_The exercise_: Quote, verbatim, all material below, without pictures.

··········

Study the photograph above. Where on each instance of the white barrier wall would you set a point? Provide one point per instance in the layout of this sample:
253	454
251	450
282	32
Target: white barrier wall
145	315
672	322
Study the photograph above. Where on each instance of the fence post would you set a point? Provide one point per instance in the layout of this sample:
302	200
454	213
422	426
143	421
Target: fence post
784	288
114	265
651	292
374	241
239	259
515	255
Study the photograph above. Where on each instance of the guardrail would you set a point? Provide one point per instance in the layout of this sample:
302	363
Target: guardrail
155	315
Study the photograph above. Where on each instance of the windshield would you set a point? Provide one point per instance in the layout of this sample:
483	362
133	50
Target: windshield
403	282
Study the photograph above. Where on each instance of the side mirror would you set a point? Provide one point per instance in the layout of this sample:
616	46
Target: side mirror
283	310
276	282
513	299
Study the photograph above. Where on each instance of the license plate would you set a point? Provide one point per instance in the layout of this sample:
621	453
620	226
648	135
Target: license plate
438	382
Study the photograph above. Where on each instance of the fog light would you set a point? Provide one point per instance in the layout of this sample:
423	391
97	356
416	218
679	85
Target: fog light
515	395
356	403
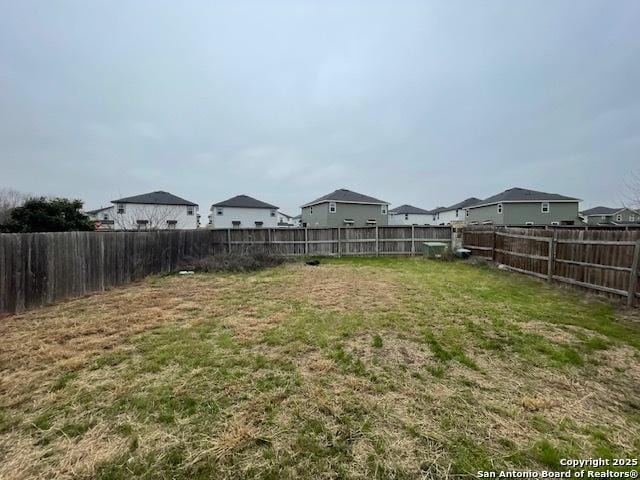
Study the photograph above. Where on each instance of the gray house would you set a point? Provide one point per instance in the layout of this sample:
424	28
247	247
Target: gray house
610	216
344	208
520	206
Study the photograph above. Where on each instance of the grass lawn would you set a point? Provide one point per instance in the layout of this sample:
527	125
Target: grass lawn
358	368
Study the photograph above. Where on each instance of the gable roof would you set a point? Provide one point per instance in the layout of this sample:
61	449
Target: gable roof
244	201
523	195
404	209
600	211
155	198
463	204
346	196
606	211
98	210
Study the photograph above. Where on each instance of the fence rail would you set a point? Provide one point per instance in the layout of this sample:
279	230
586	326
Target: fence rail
39	268
602	260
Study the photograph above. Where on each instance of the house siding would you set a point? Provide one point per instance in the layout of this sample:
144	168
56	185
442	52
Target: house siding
156	215
413	219
246	216
519	213
360	213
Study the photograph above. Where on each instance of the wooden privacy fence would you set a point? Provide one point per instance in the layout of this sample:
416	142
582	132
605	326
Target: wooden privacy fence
39	268
602	260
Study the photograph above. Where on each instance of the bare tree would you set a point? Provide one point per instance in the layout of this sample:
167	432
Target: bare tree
10	199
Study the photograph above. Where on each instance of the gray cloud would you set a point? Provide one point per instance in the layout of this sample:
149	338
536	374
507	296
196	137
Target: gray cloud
415	102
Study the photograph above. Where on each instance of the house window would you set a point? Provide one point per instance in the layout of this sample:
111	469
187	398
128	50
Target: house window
142	224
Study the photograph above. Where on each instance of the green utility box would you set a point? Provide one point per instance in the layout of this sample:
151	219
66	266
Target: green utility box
434	249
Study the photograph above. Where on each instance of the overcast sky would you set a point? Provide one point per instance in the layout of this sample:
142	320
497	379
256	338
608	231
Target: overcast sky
425	103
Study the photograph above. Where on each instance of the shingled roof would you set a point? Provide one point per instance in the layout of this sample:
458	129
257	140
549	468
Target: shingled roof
523	195
409	209
601	211
155	198
244	201
346	196
464	204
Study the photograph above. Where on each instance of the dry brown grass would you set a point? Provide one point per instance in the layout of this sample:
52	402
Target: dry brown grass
303	372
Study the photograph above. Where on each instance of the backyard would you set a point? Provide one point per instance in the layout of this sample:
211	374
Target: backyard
356	368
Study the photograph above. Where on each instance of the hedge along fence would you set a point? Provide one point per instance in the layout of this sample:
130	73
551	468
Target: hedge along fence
39	268
601	260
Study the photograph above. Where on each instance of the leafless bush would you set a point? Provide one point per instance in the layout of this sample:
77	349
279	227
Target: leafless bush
247	262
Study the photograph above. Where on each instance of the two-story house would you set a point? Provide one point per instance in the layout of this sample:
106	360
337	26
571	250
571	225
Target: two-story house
153	211
344	208
243	211
521	206
409	215
454	214
610	216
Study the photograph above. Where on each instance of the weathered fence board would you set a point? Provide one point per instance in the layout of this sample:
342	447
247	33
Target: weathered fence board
596	259
39	268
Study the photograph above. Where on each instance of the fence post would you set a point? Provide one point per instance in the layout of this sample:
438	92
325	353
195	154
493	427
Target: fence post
633	275
413	240
552	257
493	245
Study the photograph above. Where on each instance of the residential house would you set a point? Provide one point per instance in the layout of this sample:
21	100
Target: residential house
154	211
286	221
344	208
243	211
521	206
103	217
409	215
610	216
454	214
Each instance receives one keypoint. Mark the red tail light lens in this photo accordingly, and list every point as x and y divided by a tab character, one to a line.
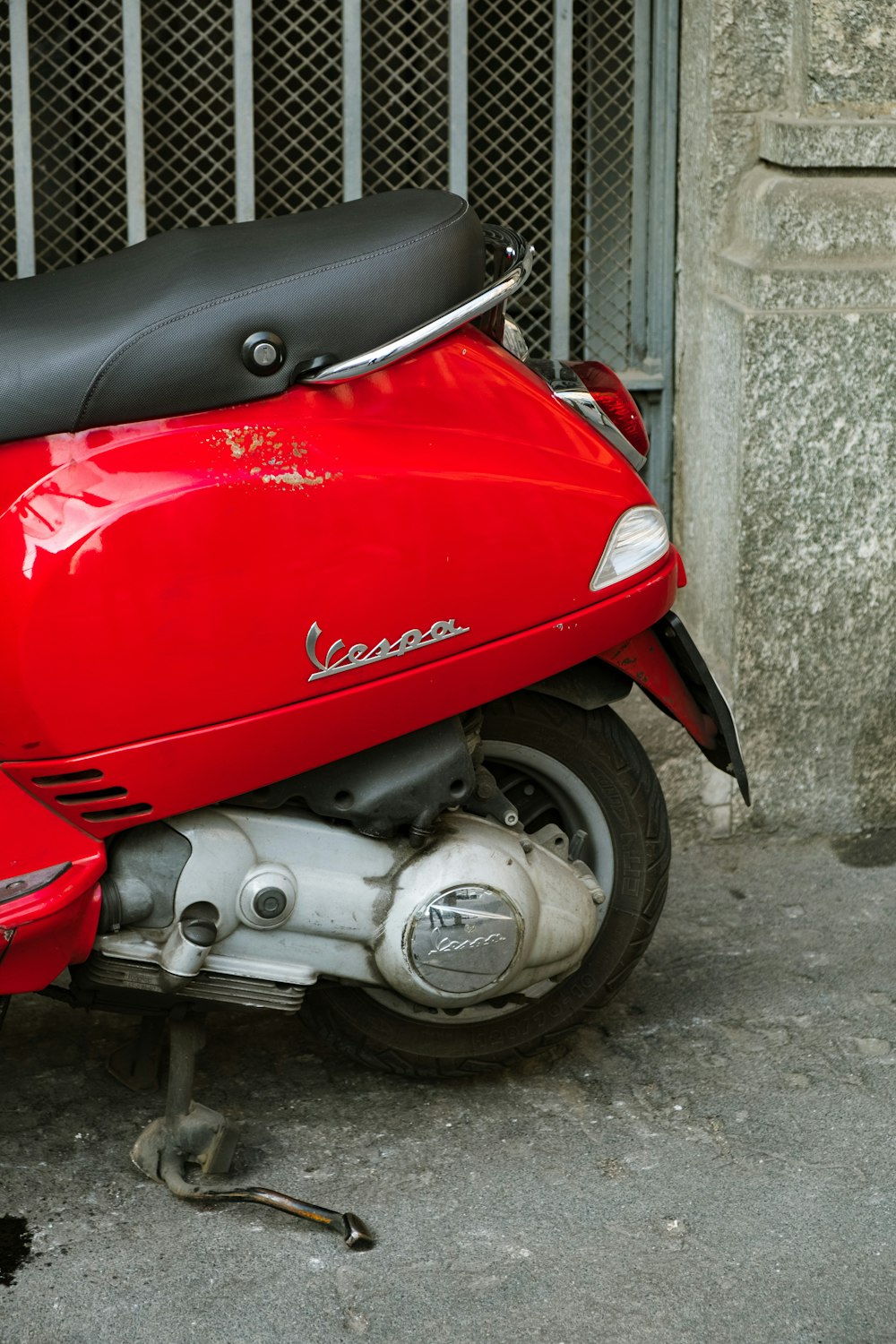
616	401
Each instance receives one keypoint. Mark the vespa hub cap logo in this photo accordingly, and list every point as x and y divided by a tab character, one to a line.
341	659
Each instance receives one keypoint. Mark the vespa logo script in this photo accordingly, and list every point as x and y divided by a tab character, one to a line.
458	945
339	659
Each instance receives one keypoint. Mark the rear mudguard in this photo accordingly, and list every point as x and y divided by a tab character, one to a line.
669	668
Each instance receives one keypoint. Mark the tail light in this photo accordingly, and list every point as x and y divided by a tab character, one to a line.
616	401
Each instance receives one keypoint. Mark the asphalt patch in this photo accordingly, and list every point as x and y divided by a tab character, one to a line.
15	1247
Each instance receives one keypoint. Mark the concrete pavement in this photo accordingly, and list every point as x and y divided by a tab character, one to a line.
713	1161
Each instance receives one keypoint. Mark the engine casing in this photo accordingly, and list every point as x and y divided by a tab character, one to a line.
479	911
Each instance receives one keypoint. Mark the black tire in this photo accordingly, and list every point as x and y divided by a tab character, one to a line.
607	760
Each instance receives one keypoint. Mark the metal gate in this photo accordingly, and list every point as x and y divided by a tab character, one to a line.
120	117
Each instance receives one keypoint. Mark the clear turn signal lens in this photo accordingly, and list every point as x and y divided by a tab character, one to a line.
638	540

··········

_Finished exercise_:
Study the photograph above. Where on each instance of the white barrier wall would you set a point? Provide one point per instance in the layout of this sample:
253	454
251	450
282	32
Target: white barrier wall
145	315
672	322
Study the photograph above. Where on each instance of the fence post would you set a point? Provide one point per instance in the layout of this sample:
302	200
454	213
422	426
143	421
Target: fence post
784	288
114	265
651	292
374	241
239	259
515	255
Study the photograph above. Where on each instance of the guardrail would you set a point? Provide one point per instance in the layout of this sample:
302	363
Target: guardrail
155	315
Study the photograph above. Where on each instance of the windshield would you set a point? Provide one point per instance in the layout of this sample:
483	362
133	50
Target: windshield
403	282
Study the photograph above. Where on each instance of the side mirror would you set a point? Provide one point per instance in the layout of this sample:
616	46
Target: side mirror
283	310
276	282
513	299
Study the photograph above. Where on each instance of the license plate would you set a point? Provide one point per instance in the layout of this sample:
621	453
620	226
648	135
Target: license plate
438	382
Study the photograph above. Where on each instance of the fog light would you set a point? Provide one point per instance in the layout of this sample:
423	391
97	356
416	218
679	85
Target: fog light
515	395
356	403
Study the photograph above. Where on each instance of the gray house would you set a point? Provide one point per instance in the layout of this sample:
424	28
247	247
Target: gray house
610	216
344	208
520	206
Study the photograph above. Where on each instance of the grass lawn would you set a point? Provide one point per instance in the layout of this sample:
527	125
Target: grass lawn
358	368
Study the photograph above. Where on each instance of the gable roof would you set a point? Provide one point per instance in the layout of this sample:
61	449
Target: gable roof
244	201
523	195
404	209
600	211
155	198
463	204
346	196
606	211
98	210
Study the photograph above. Where on each instance of the fence rail would you set a point? Provide one point per instance in the layout of this sample:
279	230
586	326
Target: fence rail
39	268
602	260
Study the photograph above. Where on each instance of the house siding would you set a point? Provide one point per instance in the layout of this sample:
144	168
56	185
442	52
Target: house siding
156	215
413	219
246	216
519	213
360	213
Study the photograph above. Where on each instance of the wooden privacy fence would you set a point? Provide one point per instance in the layout of this sample:
416	142
582	132
605	326
Target: wooden privacy fence
39	268
602	260
Study the photograph above. Where on each instance of the bare tree would you set a point? Provide one point per instance in the layout of this sample:
167	432
Target: bare tree
10	199
Study the photograph above. Where on each instance of the gray cloud would you set a point? Provide one point per instance in the layout of this sample:
149	338
536	374
507	296
196	137
Target: gray cloud
415	102
Study the photograph above. Where on each instance of the house window would you set a point? Provide one point per instance in the layout of this sample:
111	469
187	398
128	50
Target: house window
142	224
Study the photograph above. Where on each instance of the green utility box would you set a point? Provide one point per instance in the layout of this sample:
151	219
66	266
Target: green utility box
434	249
Study the photograph above. Where on each instance of the overcast sky would you set a point? Provide one point per instance in the layout of this sample:
142	320
497	379
256	338
608	231
Target: overcast sky
425	103
Study the photograph above. Where on each instance of the shingled roof would you set a point? Provide one point per instance in the layout of this sample:
458	129
257	140
549	468
Target: shingled roof
523	195
409	209
601	211
155	198
244	201
346	196
464	204
Study the photograph above. Where on each instance of the dry brown grass would you set a point? Provide one point per instance in the layout of this sample:
52	402
Target: dry brown grass
303	372
Study the photograph above. Where on each instance of the backyard would you set a point? Provide one point per instance in the layout of this sample:
211	374
Target: backyard
356	368
Study the photograph above. Where on each instance of the hedge along fence would you set a point? Provide one point per instance in the layout of this sample:
130	73
551	468
Target: hedge along fence
39	268
601	260
Study the photograph above. Where on each instance of the leafless bush would you set a point? Provide one point per instance in the layout of this sample:
77	349
279	227
Target: leafless bush
247	262
Study the photograph above. Where on each instance of the two-story house would you set a point? Provide one point per instance in the layout of this sample:
106	360
337	26
571	250
571	225
Target: two-story house
153	211
344	208
243	211
521	206
409	215
454	214
610	216
Study the photograph above. Where on each instance of the weathered fence board would you set a point? Provide one point per instance in the layout of this sample:
342	447
247	33
Target: weathered fence board
596	259
39	268
Study the photograph above. Where on each instance of the fence post would you set a point? Provide one point per instance in the layout of this sample:
438	92
325	353
195	154
493	427
Target: fence post
633	275
413	240
552	257
493	245
Study the photograph above. Where on each instance of the residential house would you set a point? Provide one point per instance in the layout of this sample:
21	100
Target: residential house
154	211
286	221
344	208
243	211
521	206
103	217
409	215
610	216
454	214
Each instance receives one keypoint. Mark the red tail light lens in this photo accordingly, and list every point as x and y divided by a tab character, one to a line.
616	401
Each instance receives one keypoint. Mark the vespa hub cap logo in this photo accordingly, and list every point as x and y divided by a tab character, one to a line.
341	659
Each instance receives one keypoint. Mark the vespa logo script in this photo accordingly, and list every point as x and y divided by a tab character, one to a line.
458	945
339	659
Each instance receives one keypoint. Mark the rear mudguard in this photo accordingly, and list every point as x and y divided by a tab character, one to a line.
669	668
Each instance receives one keypoint. Mark the tail light in this photo accordingly, and list every point as x and y divided by a tab character, one to a line.
616	401
Each instance receives one keypoint. Mark the asphalt patch in this photo accordingly, and list every point as x and y divided by a tab character, one to a line.
15	1247
Each instance receives one keypoint. Mark the concrete pavement in this photo accordingly, and list every point as x and y divided by a tab character, one to a line.
713	1161
Each instance receives one keypoint. Mark the engine casing in this photo accordingly, and list every point as x and y divided by a tab character, one to a line.
479	911
Each instance receives one keypoint. Mark the black tire in this photo accordingly, and list every point as x and y divided by a tab character, one to a line.
607	760
Each instance receives one keypoint. Mark the metal gate in this photo accordingly, and list every point as x and y divided by a tab character, one to a line.
120	117
Each instance receives one keypoint. Mark the clear turn signal lens in this photo accordingly, and list every point as x and y divided by a tab character, one to a line.
638	540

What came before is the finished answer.